--- Start DATA RECORDS ---
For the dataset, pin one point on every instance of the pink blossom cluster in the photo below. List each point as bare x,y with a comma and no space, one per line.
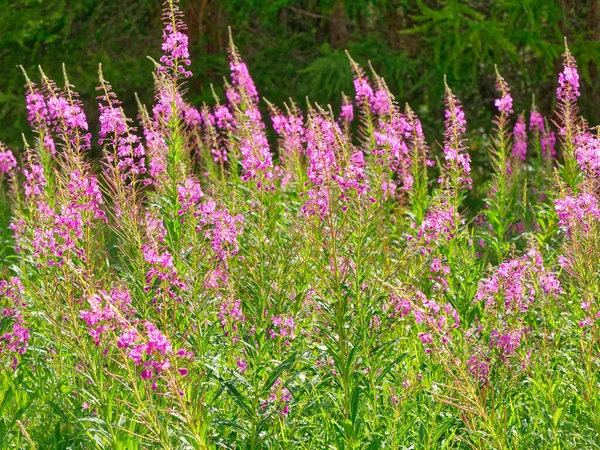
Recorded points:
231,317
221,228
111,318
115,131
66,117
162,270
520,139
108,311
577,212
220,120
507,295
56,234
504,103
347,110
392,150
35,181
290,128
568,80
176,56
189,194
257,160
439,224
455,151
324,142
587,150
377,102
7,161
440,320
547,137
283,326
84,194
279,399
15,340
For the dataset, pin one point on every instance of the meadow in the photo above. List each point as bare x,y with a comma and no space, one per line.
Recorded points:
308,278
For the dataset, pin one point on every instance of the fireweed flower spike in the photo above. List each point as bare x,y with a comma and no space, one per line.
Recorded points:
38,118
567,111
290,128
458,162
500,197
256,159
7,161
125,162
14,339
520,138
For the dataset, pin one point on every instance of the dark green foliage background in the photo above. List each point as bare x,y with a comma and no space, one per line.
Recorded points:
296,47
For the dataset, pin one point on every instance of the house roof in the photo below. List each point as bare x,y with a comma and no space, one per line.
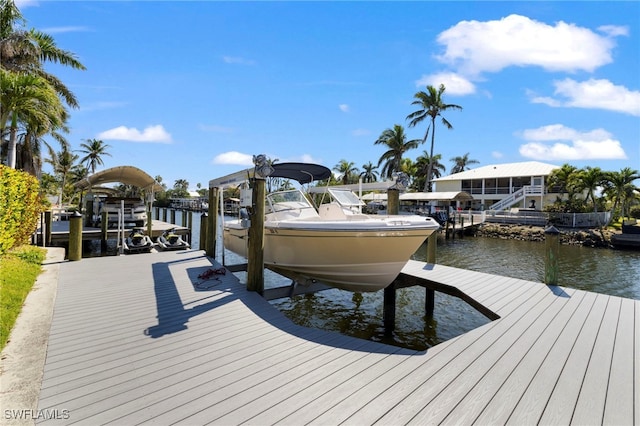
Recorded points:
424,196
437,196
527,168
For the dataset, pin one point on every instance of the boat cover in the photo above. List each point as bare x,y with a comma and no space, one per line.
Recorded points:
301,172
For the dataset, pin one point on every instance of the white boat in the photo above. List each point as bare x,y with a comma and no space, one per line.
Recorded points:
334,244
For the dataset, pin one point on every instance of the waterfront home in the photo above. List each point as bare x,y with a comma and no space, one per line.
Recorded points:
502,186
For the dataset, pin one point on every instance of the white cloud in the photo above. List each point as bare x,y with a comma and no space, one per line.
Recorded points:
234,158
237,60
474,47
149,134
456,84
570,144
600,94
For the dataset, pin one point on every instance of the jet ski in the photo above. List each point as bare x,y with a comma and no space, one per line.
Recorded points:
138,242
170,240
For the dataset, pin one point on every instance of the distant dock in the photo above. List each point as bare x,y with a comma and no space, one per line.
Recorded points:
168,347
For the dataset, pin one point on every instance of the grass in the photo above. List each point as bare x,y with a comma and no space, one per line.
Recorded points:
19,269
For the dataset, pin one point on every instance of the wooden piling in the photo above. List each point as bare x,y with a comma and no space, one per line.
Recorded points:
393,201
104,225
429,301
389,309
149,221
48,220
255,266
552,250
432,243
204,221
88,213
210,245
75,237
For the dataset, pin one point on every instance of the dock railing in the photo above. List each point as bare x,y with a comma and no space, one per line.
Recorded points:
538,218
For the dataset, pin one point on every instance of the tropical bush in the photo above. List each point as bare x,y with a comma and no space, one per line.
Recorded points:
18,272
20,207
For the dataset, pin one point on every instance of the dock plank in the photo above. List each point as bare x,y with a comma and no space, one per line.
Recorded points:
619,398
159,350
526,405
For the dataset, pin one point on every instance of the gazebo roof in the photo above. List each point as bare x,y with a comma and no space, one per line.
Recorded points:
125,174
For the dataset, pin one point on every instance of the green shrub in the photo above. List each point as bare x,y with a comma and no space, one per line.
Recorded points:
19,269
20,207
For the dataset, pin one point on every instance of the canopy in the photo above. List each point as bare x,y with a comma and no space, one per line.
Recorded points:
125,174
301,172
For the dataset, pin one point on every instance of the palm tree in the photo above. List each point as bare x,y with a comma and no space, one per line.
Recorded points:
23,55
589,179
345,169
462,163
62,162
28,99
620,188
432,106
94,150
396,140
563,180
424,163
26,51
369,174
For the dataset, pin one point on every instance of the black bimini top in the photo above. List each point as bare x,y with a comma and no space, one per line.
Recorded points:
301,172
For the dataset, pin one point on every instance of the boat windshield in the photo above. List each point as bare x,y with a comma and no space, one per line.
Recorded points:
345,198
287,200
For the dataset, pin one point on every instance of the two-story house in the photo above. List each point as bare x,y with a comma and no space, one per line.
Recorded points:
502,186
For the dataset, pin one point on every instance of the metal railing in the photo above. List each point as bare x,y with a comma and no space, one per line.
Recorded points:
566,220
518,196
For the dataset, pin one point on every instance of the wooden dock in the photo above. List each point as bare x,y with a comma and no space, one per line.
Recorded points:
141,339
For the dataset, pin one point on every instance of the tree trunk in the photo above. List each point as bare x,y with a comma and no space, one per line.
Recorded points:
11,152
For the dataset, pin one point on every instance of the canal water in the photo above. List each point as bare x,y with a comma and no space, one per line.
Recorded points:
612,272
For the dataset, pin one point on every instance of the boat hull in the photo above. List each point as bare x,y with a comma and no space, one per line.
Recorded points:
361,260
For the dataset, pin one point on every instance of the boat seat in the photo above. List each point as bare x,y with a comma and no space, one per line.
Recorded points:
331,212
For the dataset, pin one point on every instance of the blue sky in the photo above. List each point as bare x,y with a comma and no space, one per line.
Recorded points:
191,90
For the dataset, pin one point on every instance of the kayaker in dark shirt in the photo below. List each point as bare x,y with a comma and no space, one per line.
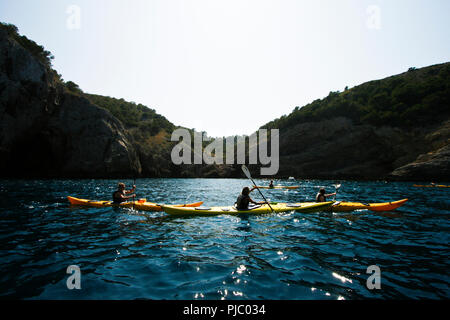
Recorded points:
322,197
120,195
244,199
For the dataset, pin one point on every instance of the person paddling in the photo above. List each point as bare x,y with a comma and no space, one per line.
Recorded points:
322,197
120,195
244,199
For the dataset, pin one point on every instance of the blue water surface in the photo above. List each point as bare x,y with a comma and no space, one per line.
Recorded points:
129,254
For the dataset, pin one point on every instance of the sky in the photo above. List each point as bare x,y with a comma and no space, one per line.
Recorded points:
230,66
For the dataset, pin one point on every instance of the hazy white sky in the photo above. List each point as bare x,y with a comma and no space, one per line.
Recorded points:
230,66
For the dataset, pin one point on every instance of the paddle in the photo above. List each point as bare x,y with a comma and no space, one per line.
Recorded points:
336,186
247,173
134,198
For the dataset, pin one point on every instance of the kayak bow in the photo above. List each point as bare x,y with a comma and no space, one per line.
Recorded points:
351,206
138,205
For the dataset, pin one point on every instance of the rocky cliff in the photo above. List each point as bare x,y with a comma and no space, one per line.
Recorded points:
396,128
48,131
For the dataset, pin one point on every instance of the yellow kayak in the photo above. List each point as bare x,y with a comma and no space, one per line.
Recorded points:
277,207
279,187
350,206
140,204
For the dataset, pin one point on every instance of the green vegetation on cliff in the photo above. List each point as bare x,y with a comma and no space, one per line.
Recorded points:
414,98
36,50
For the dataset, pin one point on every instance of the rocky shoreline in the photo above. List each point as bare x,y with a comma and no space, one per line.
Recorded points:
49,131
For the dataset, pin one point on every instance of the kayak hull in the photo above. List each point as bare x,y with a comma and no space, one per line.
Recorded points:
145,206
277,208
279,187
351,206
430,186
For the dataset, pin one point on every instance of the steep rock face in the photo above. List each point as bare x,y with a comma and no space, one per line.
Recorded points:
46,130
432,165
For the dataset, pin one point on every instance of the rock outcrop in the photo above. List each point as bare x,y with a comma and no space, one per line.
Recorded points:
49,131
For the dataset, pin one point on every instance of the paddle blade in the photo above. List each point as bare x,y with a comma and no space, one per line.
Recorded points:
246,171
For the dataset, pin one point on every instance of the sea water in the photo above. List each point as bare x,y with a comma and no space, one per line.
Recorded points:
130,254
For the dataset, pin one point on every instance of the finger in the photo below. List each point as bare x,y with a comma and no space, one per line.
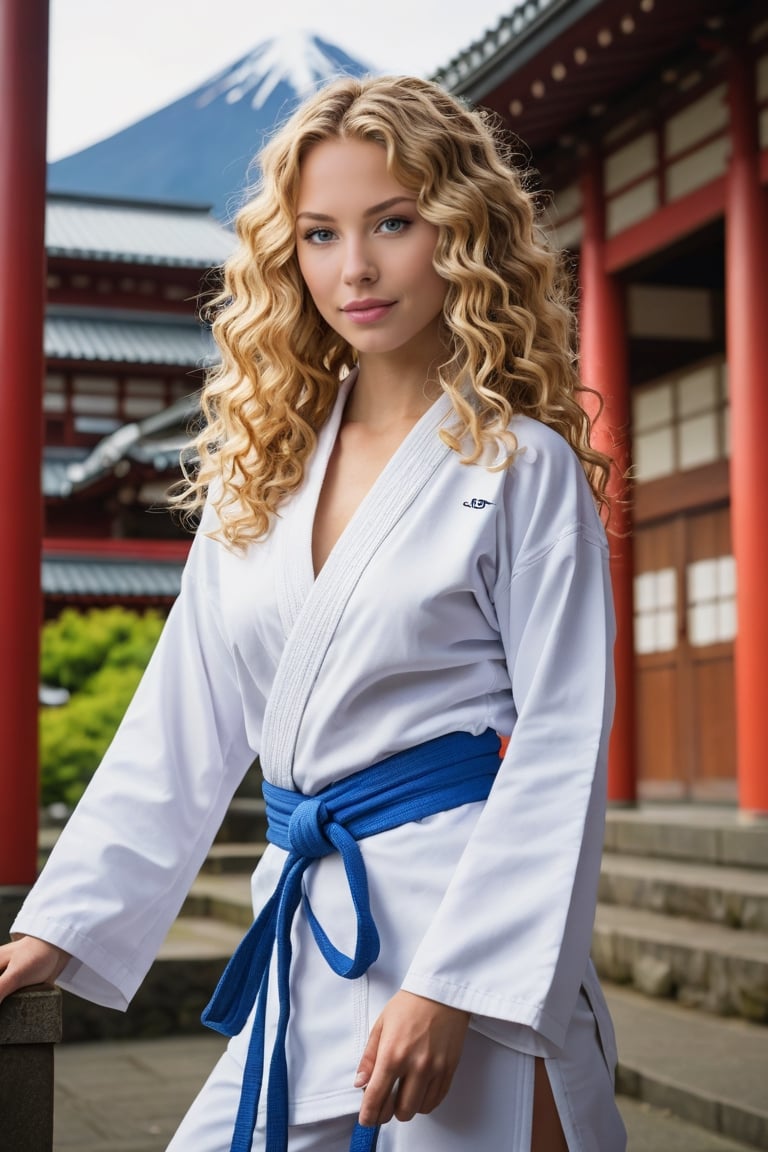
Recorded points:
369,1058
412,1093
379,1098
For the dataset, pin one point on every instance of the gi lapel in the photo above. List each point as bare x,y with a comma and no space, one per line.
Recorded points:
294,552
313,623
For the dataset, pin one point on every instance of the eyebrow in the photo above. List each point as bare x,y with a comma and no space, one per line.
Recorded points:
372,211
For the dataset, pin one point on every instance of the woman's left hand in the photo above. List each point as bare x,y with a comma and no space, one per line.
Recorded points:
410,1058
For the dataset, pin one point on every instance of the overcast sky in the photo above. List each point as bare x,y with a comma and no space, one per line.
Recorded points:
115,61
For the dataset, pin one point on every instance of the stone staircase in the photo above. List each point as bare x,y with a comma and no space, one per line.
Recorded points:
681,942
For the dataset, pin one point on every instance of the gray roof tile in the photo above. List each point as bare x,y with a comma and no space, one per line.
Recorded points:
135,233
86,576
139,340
--- End DATA RECORDS ---
Repeat the lines of the records verbatim, starting at the line containing "of the finger" and stopping after the final line. Images stay out.

For the dataset, pin one point on every instance of the finger in the photo below. List each point as bare x,y with a comma and no space, one per line.
Recorded points:
369,1058
412,1093
379,1098
For the dataset, pin one point on every instance of the gi lapel in the photo above. List each point as bare x,y with a comma and no space, one per line.
Recorded points:
294,552
313,623
For the dataset, pin one point on every instance of the eyebrow in the photo above. List each point as bare x,y with a comma and no space, one per line.
Recorded points:
372,211
For the dataset, pin one point on every instance of the woman's left hand in the photo above. List each point as bare x,y with a comma and no space, one per line.
Recorded points:
410,1058
For the dataset, pin one point on every instance of the overcast sky in the photo above. List each point as bare x,y with a comma and no space, one per line.
Recorded points:
115,61
For the dataset, pin one point on every instance of the stone staircase in the photo above. List each point as bare x,y with a comma and no space, one per line.
Recorded points:
681,942
For the dataset, pin one point on every instance of the gray roof tile in the photo above. List each point as bare x,y with a comma and no space, one per line.
Recorded points:
135,233
86,576
139,340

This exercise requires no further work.